● **Collection entries**
════
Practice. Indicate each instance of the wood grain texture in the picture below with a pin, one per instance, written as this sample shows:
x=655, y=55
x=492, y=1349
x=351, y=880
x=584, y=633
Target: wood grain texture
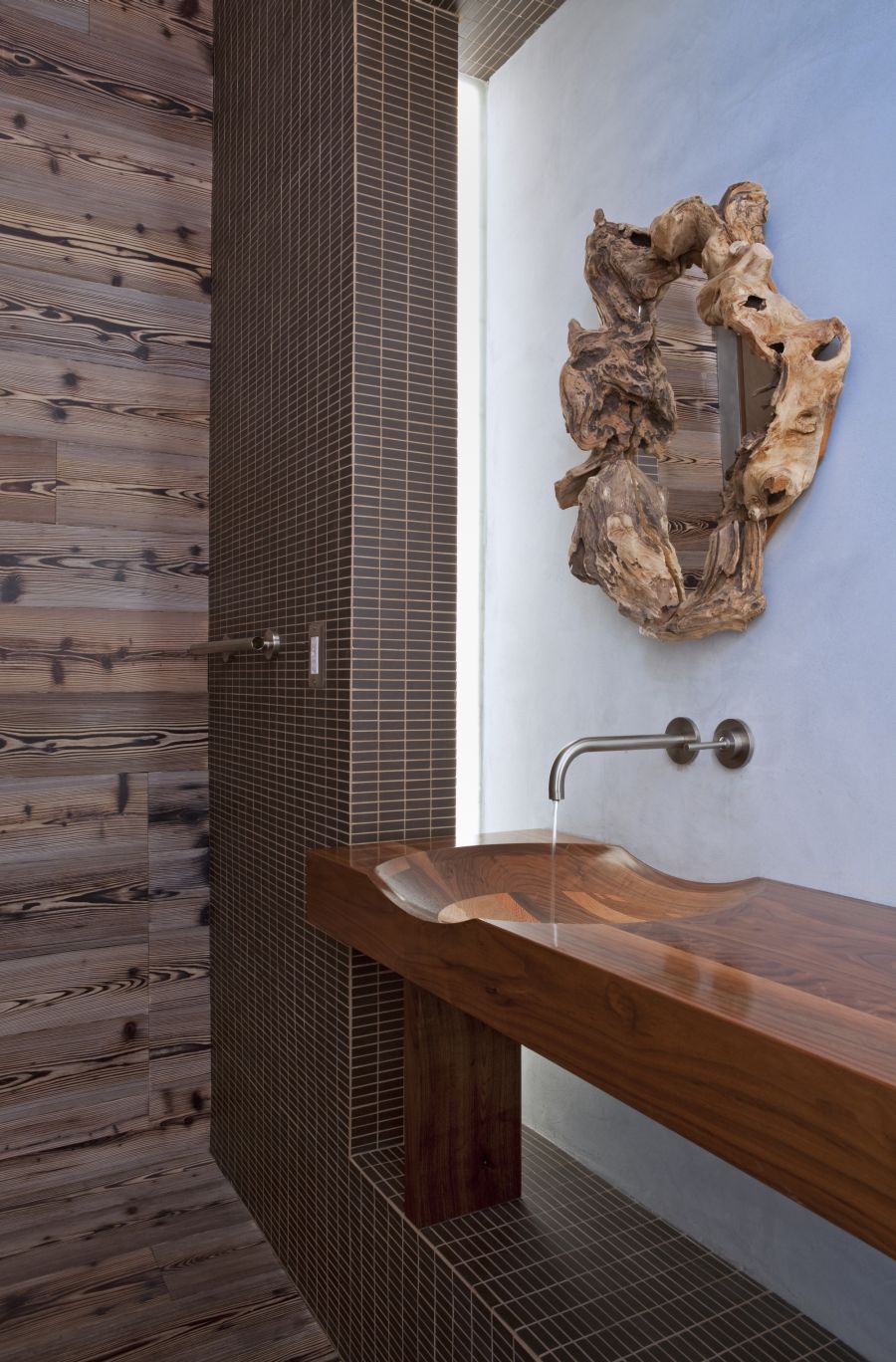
x=99, y=652
x=28, y=480
x=71, y=14
x=73, y=319
x=81, y=736
x=754, y=1018
x=462, y=1111
x=159, y=493
x=144, y=1261
x=84, y=567
x=106, y=232
x=620, y=409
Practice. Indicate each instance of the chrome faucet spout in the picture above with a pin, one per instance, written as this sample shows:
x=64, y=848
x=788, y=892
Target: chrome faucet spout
x=732, y=743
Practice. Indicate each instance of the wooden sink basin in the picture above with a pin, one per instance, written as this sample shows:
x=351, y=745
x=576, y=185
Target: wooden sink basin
x=529, y=881
x=755, y=1018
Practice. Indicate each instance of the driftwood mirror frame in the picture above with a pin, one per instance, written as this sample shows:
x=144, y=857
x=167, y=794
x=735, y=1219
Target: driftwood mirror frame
x=617, y=400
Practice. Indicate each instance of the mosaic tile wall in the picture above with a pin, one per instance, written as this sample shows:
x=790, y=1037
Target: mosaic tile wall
x=492, y=30
x=333, y=499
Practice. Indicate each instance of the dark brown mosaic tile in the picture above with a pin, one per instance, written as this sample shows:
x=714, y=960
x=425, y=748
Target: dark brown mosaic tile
x=334, y=500
x=558, y=1281
x=493, y=30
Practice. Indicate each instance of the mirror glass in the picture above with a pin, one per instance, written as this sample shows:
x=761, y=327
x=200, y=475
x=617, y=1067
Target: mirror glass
x=722, y=391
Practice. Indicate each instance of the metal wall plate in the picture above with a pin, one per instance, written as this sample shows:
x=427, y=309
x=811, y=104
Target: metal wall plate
x=741, y=744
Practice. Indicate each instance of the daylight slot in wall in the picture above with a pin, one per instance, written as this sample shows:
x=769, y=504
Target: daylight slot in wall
x=471, y=219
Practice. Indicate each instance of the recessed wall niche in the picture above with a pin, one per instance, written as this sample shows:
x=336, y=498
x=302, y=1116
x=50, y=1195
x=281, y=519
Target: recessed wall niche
x=673, y=514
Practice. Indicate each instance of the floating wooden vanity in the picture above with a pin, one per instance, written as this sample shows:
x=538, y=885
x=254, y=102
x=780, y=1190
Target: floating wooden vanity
x=756, y=1018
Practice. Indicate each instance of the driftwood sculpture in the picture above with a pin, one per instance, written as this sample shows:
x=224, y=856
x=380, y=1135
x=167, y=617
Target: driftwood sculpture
x=617, y=400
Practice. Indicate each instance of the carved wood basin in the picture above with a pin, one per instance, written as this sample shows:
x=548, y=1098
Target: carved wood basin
x=755, y=1018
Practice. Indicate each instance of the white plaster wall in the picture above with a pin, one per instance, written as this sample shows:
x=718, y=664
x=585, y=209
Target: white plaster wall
x=630, y=107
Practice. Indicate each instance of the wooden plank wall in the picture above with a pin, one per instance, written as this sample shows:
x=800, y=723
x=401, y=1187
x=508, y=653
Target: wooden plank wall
x=106, y=213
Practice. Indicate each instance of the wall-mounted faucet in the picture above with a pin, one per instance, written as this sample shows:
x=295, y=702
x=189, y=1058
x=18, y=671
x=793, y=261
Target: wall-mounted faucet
x=732, y=743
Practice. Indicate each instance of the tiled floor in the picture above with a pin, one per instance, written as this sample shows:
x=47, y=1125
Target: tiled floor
x=574, y=1271
x=150, y=1265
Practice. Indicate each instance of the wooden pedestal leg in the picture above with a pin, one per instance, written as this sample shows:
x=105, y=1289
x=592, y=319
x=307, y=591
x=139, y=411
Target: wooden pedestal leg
x=462, y=1111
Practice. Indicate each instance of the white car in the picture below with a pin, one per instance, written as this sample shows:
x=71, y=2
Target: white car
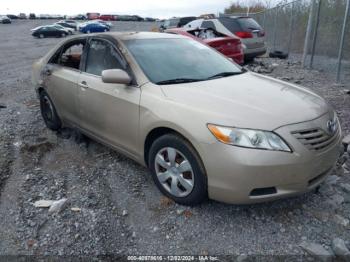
x=109, y=24
x=246, y=28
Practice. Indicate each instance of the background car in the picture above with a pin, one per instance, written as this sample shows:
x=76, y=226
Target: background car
x=78, y=17
x=229, y=46
x=5, y=20
x=48, y=31
x=176, y=22
x=105, y=23
x=12, y=16
x=246, y=28
x=108, y=17
x=92, y=16
x=150, y=19
x=67, y=29
x=22, y=16
x=68, y=23
x=94, y=28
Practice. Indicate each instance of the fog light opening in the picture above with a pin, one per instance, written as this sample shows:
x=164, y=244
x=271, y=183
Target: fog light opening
x=263, y=191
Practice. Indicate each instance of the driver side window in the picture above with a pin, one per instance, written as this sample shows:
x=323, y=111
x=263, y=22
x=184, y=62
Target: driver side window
x=102, y=56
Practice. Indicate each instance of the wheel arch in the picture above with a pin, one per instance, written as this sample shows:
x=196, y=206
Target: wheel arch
x=157, y=132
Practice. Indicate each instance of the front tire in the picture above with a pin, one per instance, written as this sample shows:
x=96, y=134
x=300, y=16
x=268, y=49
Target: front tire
x=48, y=112
x=177, y=170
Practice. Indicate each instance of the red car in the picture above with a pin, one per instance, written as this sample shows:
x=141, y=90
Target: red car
x=108, y=17
x=227, y=45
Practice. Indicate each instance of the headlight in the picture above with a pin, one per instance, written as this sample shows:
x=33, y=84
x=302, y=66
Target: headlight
x=249, y=138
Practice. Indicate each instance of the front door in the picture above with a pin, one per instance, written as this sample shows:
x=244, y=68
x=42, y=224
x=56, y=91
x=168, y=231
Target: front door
x=61, y=79
x=108, y=111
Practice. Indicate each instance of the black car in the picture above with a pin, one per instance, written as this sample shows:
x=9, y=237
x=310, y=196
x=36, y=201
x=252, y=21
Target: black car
x=48, y=31
x=177, y=22
x=5, y=20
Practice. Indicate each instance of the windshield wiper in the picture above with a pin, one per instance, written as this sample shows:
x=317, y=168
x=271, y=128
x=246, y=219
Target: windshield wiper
x=178, y=81
x=224, y=74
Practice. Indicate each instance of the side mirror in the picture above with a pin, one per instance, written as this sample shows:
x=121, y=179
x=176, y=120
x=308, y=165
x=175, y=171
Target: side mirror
x=116, y=76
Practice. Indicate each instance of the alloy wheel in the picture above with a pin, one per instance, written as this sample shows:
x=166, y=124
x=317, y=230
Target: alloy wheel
x=174, y=172
x=47, y=109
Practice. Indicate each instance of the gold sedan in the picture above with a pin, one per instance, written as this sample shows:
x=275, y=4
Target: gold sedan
x=203, y=125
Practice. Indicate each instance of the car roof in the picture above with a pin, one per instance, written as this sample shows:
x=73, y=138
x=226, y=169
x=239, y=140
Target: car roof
x=135, y=35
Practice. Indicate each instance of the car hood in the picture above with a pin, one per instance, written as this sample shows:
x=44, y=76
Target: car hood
x=248, y=100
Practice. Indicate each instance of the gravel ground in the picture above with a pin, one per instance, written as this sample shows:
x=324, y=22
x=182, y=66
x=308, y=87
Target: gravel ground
x=113, y=207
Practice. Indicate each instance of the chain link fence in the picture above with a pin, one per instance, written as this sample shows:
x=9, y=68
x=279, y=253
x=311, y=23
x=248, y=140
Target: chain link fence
x=313, y=32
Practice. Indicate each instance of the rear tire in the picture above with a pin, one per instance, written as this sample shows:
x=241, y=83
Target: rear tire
x=48, y=112
x=196, y=177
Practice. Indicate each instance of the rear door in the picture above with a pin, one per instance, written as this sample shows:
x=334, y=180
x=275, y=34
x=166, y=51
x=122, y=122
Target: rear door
x=110, y=112
x=61, y=79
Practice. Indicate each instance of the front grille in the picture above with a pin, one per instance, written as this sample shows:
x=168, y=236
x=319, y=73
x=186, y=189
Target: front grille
x=315, y=139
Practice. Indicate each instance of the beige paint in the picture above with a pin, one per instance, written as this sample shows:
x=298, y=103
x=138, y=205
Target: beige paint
x=122, y=116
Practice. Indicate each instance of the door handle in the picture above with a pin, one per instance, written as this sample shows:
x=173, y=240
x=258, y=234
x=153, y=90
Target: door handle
x=83, y=84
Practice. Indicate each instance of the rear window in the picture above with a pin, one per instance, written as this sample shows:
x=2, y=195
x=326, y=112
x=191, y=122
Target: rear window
x=185, y=20
x=248, y=24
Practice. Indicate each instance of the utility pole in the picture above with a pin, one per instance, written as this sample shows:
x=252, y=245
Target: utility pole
x=308, y=32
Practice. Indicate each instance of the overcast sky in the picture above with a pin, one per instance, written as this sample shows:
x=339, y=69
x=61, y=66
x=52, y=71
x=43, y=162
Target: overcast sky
x=153, y=8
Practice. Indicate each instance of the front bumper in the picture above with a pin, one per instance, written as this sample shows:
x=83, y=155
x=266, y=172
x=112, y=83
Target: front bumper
x=241, y=175
x=250, y=53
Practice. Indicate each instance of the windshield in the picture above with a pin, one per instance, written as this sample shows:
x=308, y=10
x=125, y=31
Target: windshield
x=179, y=59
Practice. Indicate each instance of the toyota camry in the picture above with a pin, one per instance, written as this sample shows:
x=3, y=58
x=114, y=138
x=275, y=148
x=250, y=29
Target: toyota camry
x=204, y=126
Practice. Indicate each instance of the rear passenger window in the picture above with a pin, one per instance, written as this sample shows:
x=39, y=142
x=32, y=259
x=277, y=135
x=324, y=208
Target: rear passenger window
x=71, y=54
x=102, y=56
x=231, y=24
x=208, y=25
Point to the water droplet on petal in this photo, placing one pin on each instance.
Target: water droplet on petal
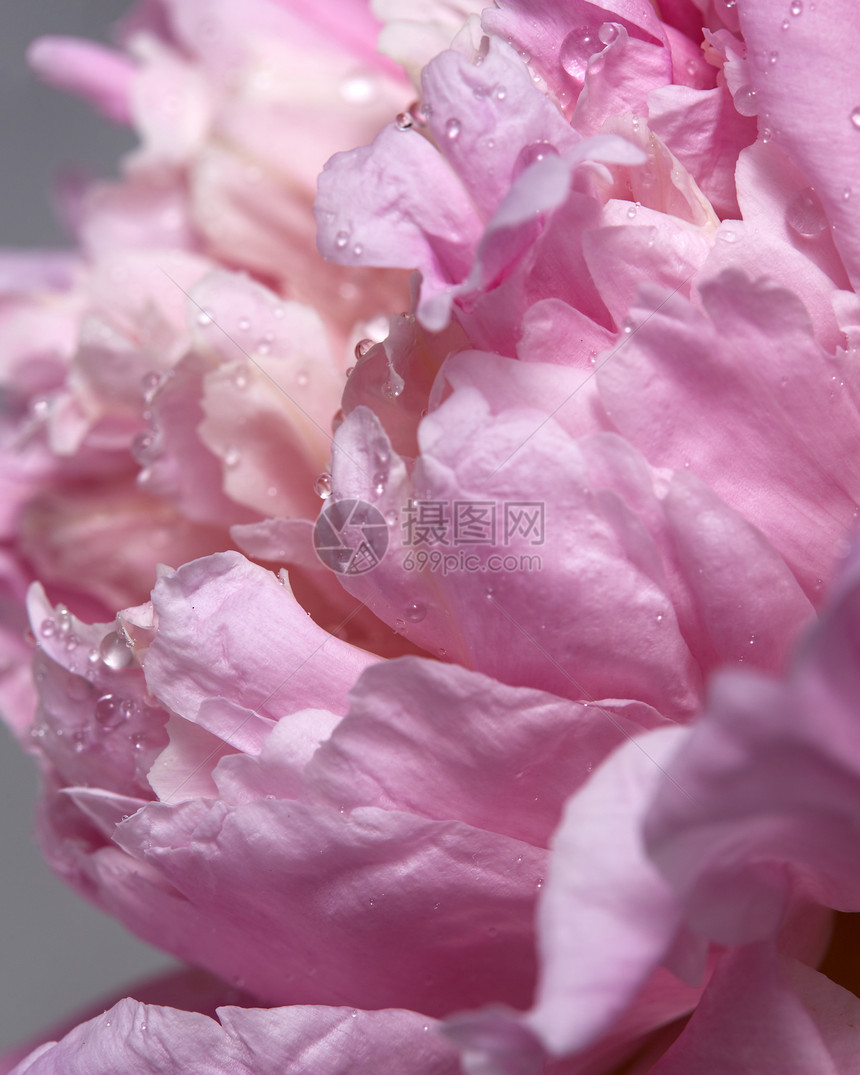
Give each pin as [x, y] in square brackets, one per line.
[805, 215]
[323, 485]
[532, 153]
[415, 612]
[109, 712]
[115, 651]
[746, 101]
[607, 32]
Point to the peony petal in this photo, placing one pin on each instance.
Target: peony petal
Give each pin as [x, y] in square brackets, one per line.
[442, 742]
[356, 908]
[674, 391]
[762, 1015]
[818, 127]
[142, 1038]
[229, 629]
[607, 918]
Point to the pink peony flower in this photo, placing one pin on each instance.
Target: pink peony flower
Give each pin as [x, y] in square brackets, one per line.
[471, 787]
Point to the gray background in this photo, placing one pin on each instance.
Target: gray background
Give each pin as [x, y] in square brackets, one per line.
[57, 954]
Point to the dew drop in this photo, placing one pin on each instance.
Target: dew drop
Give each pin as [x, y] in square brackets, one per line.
[323, 485]
[115, 651]
[532, 153]
[149, 385]
[745, 101]
[415, 612]
[607, 32]
[109, 712]
[805, 215]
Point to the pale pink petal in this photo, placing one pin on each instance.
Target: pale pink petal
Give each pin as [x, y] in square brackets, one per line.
[397, 203]
[96, 722]
[101, 75]
[228, 628]
[674, 391]
[442, 742]
[548, 620]
[489, 120]
[704, 130]
[358, 907]
[770, 776]
[619, 77]
[607, 918]
[561, 36]
[819, 128]
[145, 1040]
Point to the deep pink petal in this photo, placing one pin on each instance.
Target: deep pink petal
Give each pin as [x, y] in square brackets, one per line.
[762, 1015]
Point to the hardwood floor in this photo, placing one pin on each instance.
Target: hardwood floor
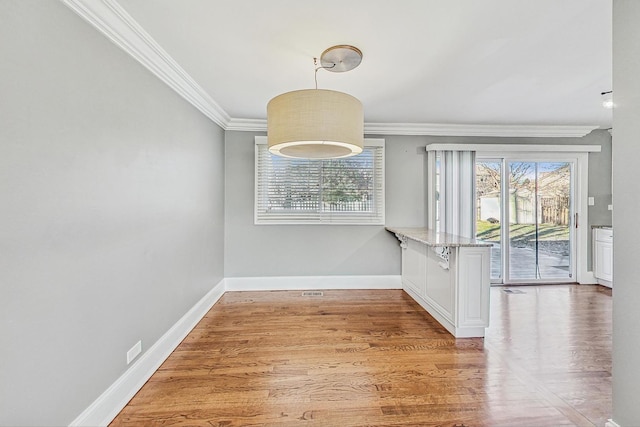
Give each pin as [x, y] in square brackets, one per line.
[354, 358]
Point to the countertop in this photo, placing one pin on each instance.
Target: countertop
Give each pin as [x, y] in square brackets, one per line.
[432, 238]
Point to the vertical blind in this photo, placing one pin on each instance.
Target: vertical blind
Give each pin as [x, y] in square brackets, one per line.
[452, 192]
[334, 191]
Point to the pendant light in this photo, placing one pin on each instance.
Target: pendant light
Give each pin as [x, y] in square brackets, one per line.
[318, 123]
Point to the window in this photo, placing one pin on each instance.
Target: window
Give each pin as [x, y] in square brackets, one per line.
[335, 191]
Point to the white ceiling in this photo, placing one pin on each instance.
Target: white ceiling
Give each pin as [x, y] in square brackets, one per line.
[486, 62]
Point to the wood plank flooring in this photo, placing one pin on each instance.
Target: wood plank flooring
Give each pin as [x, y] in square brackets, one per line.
[374, 358]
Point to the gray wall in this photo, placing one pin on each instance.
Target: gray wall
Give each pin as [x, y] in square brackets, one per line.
[271, 250]
[317, 250]
[626, 202]
[111, 218]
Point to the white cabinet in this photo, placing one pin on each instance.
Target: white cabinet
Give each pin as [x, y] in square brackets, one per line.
[447, 278]
[603, 256]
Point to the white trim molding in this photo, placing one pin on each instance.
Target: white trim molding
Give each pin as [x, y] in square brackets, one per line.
[516, 148]
[436, 129]
[112, 20]
[109, 404]
[294, 283]
[108, 17]
[105, 408]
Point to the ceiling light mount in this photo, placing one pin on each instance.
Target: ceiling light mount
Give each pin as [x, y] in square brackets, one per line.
[318, 123]
[341, 58]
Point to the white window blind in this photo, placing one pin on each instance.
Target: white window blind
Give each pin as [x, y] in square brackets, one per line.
[335, 191]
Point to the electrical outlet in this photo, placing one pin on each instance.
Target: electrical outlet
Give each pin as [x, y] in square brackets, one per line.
[134, 351]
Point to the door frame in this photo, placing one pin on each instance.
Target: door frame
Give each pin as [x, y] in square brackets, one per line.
[579, 189]
[578, 151]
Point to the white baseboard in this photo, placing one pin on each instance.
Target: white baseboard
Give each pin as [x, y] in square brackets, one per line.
[587, 278]
[105, 408]
[290, 283]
════
● **Problem details**
Put the lines of the data from the one containing "Practice. Indicate each instance of the rear window" through the one containing "x=308, y=32", both included, into a numbered list, leaving out any blank lines.

● **Output for this exercise**
1. Practice. Indicate each instance of the rear window in the picture above with a pin, one per instance, written as this sample shows:
2. x=2, y=195
3. x=326, y=112
4. x=191, y=122
5. Target: rear window
6. x=185, y=20
7. x=248, y=24
8. Practice. Indicate each instance of the utility pole in the picture above with a pin, one per instance, written as this sample shows:
9. x=252, y=245
10. Target: utility pole
11. x=308, y=32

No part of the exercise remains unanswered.